Supplied passage:
PMR causes moderate to severe aching and stiffness in the muscles of the hips, thighs, shoulders, upper arms and neck. Most people have pain in at least two of these areas. At first, pain may be present on just one side of the body, but as the disease continues, symptoms are likely to occur on both sides.
Stiffness is usually worse in the morning. Trying to move without pain can leave those with PMR exhausted for the rest of the day, and pain may also be bad enough to awaken them at night.
Sometimes the aching and stiffness develop suddenly. In other cases, they appear more gradually.
Other signs include:
- Weight loss
- Slight fever
Causes and Risk Factors
The exact causes of PMR are not known. The inflammation that causes the pain occurs when white blood cells, which normally protect the body from invading viruses and bacteria, attack the lining of the joints, particularly the shoulders, hips and knees. PMR is usually less severe than rheumatoid arthritis.
Risk factors include:
- Age - The average age of persons with this disease is 70.
- Gender - Women are two times more likely to develop the condition than are men.
- Ethnicity - Although people of any race can develop PMR, those most often affected are of Northern European or Scandinavian decent.
- Other health conditions - Including giant cell arteritis. This condition causes the arteries in the temples to become swollen and inflamed. Half the people with giant cell arteritis also have PMR.

Saved entries:
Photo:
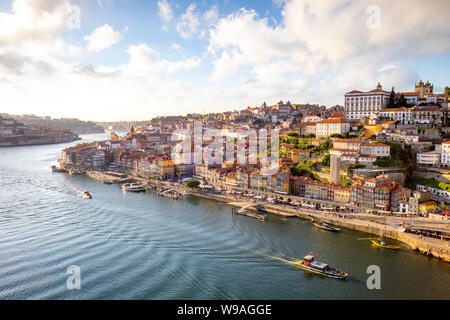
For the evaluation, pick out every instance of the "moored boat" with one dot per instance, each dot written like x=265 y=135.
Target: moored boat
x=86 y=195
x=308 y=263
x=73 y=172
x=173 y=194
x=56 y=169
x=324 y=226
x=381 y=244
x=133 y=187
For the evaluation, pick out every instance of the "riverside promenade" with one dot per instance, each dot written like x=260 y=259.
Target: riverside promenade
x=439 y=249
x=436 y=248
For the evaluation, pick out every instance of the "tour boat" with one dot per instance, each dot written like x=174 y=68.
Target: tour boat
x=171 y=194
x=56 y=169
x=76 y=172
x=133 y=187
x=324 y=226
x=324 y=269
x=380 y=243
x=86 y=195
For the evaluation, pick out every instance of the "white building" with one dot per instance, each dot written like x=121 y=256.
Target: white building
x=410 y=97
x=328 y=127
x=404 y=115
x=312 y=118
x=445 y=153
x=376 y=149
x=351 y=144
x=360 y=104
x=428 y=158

---

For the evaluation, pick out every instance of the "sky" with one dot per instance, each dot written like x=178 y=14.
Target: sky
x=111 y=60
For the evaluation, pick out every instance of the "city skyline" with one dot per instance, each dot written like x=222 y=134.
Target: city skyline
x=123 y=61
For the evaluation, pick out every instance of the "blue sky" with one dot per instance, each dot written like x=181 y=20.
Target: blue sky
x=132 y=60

* * *

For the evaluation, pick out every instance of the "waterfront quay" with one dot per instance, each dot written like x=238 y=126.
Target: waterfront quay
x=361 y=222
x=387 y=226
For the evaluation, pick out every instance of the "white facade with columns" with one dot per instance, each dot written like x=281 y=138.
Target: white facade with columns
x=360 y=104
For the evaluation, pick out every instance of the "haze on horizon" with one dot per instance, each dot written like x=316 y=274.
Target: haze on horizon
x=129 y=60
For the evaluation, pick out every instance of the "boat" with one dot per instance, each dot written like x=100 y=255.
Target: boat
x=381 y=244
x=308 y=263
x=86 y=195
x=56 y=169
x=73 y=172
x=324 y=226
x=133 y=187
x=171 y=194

Required actions:
**a)** Please retype the part of the PMR passage starting with "- Gender - Women" and going on through "also have PMR.".
**b)** According to the PMR passage, how much more likely are women than men to develop the condition?
**c)** List the body areas where the PMR passage says the condition causes aching and stiffness in the muscles.

Set of answers:
**a)**
- Gender - Women are two times more likely to develop the condition than are men.
- Ethnicity - Although people of any race can develop PMR, those most often affected are of Northern European or Scandinavian decent.
- Other health conditions - Including giant cell arteritis. This condition causes the arteries in the temples to become swollen and inflamed. Half the people with giant cell arteritis also have PMR.

**b)** Two times more likely.

**c)** Hips, thighs, shoulders, upper arms, neck